TEXT BLOCK:
--- START ---
Life insurance premium financing is used by wealthy individuals to pay their life insurance premiums. By financing your premiums, it allows you to free up the funds that might have otherwise been used to pay your premium. Many wealthy people require a substantial amount of life insurance for business planning, estate planning, or for income replacement.
In order to qualify for life insurance premium financing most insurance companies require you have a minimum of $2.5 million in net worth and at least a $200,000.00 a year income. In addition, you must be bankrupt remote entity, such as a Limited Liability Corporation, or an Irrevocable Life Insurance Trust.
In a normal premium financing arrangement, you would apply for a policy at the same time you apply for a loan. The loan is usually arranged by the insurance company you are working with although there are many different companies that handle only the financing and do not deal with the actual insurance policy. While you are being medically underwritten for the life insurance policy, your loan is being processed. Assuming you pass the medical exam and qualify for the loan, the policy and financing are put into place at the same time.
--- END ---
INSTRUCTIONS:
1. Answer these questions using the premium financing text.
(a) What minimum net worth do most insurance companies require?
(b) What two examples of a bankrupt remote entity are given?
(c) What is being processed while you are medically underwritten for the policy?
2. Please copy the premium financing text word for word, starting with "In order to" and going on through "Life Insurance Trust.".
3. Do these statements agree with the premium financing text? Answer yes or no for each, quoting the words that decide it.
(a) The insurance company always arranges the loan.
(b) In a normal arrangement, you apply for the policy and the loan at the same time.
(c) Most insurance companies require an income of at least $200,000.00 a year.

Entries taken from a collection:
--- START ---
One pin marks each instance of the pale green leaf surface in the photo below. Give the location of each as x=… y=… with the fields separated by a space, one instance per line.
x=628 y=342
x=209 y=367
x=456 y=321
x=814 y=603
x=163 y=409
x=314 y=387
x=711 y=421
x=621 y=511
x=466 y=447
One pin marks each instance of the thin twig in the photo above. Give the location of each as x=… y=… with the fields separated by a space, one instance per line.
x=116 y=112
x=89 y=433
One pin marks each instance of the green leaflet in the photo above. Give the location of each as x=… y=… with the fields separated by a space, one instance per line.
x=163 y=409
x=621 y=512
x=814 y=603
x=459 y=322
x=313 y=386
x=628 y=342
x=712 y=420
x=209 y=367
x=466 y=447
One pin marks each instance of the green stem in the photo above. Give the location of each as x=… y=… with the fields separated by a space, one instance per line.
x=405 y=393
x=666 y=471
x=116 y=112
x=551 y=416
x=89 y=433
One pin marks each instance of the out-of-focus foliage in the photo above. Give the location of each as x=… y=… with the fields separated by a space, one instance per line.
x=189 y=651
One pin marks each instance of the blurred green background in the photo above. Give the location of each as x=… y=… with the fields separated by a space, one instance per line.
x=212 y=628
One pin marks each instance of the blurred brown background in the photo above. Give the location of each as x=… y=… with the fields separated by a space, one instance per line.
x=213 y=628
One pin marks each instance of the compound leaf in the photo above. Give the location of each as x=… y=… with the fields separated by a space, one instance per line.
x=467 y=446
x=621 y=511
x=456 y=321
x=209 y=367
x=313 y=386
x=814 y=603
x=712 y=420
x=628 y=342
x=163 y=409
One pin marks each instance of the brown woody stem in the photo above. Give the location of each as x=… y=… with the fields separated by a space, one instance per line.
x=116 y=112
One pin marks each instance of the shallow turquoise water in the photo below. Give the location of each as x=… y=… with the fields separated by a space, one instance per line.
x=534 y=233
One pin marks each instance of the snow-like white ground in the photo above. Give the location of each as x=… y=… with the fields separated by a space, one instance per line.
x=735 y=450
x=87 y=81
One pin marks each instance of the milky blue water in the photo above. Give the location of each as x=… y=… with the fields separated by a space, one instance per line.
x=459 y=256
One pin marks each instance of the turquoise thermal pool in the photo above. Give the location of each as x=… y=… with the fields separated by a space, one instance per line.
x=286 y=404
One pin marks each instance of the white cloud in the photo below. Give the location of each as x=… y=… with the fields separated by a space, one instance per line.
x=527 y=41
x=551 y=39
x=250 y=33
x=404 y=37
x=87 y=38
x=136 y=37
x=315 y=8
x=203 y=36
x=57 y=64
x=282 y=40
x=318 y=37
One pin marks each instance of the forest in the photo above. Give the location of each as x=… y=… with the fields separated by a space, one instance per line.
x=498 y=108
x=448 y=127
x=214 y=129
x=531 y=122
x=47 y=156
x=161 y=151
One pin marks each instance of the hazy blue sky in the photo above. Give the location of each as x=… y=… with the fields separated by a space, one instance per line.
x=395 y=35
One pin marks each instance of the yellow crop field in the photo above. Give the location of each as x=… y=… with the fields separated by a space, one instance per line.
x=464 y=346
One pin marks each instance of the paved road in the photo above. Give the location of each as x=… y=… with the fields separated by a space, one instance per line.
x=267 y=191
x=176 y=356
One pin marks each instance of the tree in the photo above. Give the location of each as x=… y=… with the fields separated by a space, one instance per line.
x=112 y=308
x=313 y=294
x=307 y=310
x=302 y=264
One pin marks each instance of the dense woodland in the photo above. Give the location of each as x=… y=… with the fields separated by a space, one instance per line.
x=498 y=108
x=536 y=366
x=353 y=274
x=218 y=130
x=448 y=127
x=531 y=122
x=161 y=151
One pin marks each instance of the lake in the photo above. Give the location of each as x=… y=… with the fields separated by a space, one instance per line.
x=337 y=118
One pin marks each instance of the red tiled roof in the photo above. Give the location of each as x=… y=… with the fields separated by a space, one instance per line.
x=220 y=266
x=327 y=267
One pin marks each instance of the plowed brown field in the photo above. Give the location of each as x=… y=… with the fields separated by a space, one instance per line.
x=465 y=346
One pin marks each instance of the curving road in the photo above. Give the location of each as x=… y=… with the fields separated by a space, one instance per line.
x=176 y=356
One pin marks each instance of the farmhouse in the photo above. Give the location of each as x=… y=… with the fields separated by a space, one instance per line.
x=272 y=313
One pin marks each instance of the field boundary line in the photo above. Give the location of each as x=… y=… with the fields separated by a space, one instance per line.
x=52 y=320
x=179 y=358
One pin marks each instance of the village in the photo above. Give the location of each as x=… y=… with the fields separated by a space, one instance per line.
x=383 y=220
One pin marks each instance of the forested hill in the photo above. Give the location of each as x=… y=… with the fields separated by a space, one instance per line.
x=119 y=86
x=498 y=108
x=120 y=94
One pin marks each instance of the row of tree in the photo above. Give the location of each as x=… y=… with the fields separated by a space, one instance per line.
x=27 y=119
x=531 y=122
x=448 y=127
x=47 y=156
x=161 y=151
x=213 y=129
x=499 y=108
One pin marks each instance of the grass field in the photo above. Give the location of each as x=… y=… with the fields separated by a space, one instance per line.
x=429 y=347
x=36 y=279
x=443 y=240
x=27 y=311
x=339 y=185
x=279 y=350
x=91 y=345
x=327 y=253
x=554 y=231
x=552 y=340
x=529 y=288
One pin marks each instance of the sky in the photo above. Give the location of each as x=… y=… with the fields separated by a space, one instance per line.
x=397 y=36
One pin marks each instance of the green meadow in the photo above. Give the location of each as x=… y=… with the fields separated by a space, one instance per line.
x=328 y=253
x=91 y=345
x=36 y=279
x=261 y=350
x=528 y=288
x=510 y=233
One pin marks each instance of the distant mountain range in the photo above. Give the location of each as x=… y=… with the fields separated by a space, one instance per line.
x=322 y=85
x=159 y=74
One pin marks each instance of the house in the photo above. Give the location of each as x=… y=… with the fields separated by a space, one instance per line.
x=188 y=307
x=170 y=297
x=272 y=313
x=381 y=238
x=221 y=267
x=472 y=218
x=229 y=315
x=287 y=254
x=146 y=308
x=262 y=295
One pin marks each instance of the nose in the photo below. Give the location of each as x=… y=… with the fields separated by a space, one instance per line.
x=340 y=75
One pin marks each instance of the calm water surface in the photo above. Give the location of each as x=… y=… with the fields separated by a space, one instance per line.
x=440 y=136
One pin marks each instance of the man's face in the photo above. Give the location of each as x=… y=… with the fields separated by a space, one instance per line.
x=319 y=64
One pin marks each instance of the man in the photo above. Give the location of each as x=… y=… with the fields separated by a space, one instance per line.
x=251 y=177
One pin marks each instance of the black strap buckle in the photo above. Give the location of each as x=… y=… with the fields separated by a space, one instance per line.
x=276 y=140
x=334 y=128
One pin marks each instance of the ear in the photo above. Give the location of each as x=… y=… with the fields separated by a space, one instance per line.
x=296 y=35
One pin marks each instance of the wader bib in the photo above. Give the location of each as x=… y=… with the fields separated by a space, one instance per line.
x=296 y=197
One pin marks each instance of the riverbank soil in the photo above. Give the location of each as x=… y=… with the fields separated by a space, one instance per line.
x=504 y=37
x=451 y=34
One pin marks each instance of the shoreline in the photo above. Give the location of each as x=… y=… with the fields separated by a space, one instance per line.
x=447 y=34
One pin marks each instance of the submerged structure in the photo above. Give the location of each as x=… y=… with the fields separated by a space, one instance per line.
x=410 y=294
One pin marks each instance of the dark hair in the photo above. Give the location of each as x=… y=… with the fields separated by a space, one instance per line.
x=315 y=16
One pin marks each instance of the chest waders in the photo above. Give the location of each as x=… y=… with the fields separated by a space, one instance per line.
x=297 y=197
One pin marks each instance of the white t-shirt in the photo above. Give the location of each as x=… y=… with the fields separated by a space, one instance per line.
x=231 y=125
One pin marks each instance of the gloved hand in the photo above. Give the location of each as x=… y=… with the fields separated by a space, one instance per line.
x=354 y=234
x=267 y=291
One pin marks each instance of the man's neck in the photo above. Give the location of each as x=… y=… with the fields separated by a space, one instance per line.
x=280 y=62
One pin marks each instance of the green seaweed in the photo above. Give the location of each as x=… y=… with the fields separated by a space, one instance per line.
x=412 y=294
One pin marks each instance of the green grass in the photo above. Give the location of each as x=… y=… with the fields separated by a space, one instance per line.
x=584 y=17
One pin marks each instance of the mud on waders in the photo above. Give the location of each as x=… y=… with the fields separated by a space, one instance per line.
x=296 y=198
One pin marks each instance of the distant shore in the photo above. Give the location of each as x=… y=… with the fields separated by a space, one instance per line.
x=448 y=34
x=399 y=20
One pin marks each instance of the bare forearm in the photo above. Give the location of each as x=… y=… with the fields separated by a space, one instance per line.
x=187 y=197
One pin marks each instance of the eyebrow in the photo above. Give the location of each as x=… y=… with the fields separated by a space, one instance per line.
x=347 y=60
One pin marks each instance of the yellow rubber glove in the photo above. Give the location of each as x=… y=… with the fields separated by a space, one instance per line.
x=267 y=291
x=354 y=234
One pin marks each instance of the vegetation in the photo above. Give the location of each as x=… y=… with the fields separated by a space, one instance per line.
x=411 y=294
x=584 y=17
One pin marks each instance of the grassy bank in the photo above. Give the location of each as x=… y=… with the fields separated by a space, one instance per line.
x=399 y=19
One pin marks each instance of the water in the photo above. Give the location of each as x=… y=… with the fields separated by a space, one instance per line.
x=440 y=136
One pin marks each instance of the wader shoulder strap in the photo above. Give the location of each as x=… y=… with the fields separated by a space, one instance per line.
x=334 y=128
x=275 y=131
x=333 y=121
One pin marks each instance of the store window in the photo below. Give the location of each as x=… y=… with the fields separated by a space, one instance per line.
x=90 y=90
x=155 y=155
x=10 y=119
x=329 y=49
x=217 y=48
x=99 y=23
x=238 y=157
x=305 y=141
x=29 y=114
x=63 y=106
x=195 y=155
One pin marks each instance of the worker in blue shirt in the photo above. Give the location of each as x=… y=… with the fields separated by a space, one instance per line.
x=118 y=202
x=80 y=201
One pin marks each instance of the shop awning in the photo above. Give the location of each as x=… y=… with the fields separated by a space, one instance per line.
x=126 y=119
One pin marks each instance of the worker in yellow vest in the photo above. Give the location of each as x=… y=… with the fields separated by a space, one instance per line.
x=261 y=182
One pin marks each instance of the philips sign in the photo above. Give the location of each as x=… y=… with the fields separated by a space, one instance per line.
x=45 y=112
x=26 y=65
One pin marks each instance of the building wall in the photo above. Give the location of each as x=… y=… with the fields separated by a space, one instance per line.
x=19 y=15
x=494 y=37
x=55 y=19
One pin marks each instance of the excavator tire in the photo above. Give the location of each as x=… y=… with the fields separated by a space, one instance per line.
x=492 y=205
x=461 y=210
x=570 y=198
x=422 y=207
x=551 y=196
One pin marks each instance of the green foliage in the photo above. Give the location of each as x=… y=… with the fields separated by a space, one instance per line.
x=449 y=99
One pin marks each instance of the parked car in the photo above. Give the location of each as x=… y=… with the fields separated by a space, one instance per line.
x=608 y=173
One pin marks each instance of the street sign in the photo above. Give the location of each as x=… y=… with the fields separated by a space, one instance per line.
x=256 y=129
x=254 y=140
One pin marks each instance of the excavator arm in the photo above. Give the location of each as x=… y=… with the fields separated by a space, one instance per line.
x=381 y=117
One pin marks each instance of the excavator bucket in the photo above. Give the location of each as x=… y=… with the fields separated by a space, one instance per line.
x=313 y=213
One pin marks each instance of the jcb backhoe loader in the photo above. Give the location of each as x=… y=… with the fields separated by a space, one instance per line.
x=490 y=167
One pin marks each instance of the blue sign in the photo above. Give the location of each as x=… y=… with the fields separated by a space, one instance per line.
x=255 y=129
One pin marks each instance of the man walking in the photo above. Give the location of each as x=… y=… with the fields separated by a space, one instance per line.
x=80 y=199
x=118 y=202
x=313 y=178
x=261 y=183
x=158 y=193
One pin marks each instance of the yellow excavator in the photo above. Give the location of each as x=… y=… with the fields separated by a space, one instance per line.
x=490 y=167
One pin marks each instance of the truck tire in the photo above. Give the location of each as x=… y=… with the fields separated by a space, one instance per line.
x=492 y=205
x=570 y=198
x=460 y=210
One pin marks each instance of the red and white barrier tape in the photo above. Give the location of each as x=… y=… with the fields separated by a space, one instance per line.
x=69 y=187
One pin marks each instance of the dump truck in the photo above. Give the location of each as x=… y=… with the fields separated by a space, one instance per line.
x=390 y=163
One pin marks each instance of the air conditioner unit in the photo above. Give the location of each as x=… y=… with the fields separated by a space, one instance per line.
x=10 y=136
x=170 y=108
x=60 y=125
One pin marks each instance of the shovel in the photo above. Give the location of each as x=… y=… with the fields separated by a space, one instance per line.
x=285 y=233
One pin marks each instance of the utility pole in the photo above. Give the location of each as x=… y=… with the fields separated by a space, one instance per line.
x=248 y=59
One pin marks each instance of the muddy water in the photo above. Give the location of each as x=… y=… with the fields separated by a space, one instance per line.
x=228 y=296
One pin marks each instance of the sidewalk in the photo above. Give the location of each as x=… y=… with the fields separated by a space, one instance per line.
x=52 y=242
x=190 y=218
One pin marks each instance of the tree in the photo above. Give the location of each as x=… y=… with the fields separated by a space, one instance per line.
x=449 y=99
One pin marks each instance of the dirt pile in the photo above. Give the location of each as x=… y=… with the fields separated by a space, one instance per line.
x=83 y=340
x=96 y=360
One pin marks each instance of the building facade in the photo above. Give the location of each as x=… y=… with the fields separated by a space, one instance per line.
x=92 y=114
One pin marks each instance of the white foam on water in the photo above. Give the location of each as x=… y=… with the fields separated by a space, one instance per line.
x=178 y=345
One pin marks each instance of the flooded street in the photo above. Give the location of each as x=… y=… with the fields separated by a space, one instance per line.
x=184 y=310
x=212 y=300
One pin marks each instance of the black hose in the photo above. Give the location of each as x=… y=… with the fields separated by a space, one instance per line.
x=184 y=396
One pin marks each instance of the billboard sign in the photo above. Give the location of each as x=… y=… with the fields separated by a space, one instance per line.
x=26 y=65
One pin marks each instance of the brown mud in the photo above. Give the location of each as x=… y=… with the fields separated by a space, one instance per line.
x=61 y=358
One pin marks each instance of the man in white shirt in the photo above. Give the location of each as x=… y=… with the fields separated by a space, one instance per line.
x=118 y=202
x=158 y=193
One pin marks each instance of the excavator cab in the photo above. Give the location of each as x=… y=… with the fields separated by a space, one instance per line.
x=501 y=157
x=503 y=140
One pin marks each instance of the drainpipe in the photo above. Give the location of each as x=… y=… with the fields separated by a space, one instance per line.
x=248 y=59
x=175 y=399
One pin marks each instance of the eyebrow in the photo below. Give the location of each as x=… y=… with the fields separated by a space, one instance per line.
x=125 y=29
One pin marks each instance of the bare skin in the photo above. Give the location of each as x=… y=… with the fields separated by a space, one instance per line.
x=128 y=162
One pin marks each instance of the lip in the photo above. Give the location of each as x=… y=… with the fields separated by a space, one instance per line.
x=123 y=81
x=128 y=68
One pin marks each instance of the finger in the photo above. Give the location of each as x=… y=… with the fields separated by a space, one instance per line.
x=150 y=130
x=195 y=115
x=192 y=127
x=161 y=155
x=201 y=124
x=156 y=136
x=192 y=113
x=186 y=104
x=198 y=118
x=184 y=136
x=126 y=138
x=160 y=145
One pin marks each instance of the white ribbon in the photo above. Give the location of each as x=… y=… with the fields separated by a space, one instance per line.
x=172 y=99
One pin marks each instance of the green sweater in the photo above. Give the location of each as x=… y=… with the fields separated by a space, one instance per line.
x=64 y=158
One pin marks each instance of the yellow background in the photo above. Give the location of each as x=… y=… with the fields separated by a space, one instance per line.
--- END ---
WRITTEN ANSWERS:
1.
(a) $2.5 million
(b) A Limited Liability Corporation and an Irrevocable Life Insurance Trust
(c) Your loan

2.
In order to qualify for life insurance premium financing most insurance companies require you have a minimum of $2.5 million in net worth and at least a $200,000.00 a year income. In addition, you must be bankrupt remote entity, such as a Limited Liability Corporation, or an Irrevocable Life Insurance Trust.

3.
(a) No: "The loan is usually arranged by the insurance company you are working with although there are many different companies that handle only the financing and do not deal with the actual insurance policy."
(b) Yes: "you would apply for a policy at the same time you apply for a loan"
(c) Yes: "at least a $200,000.00 a year income"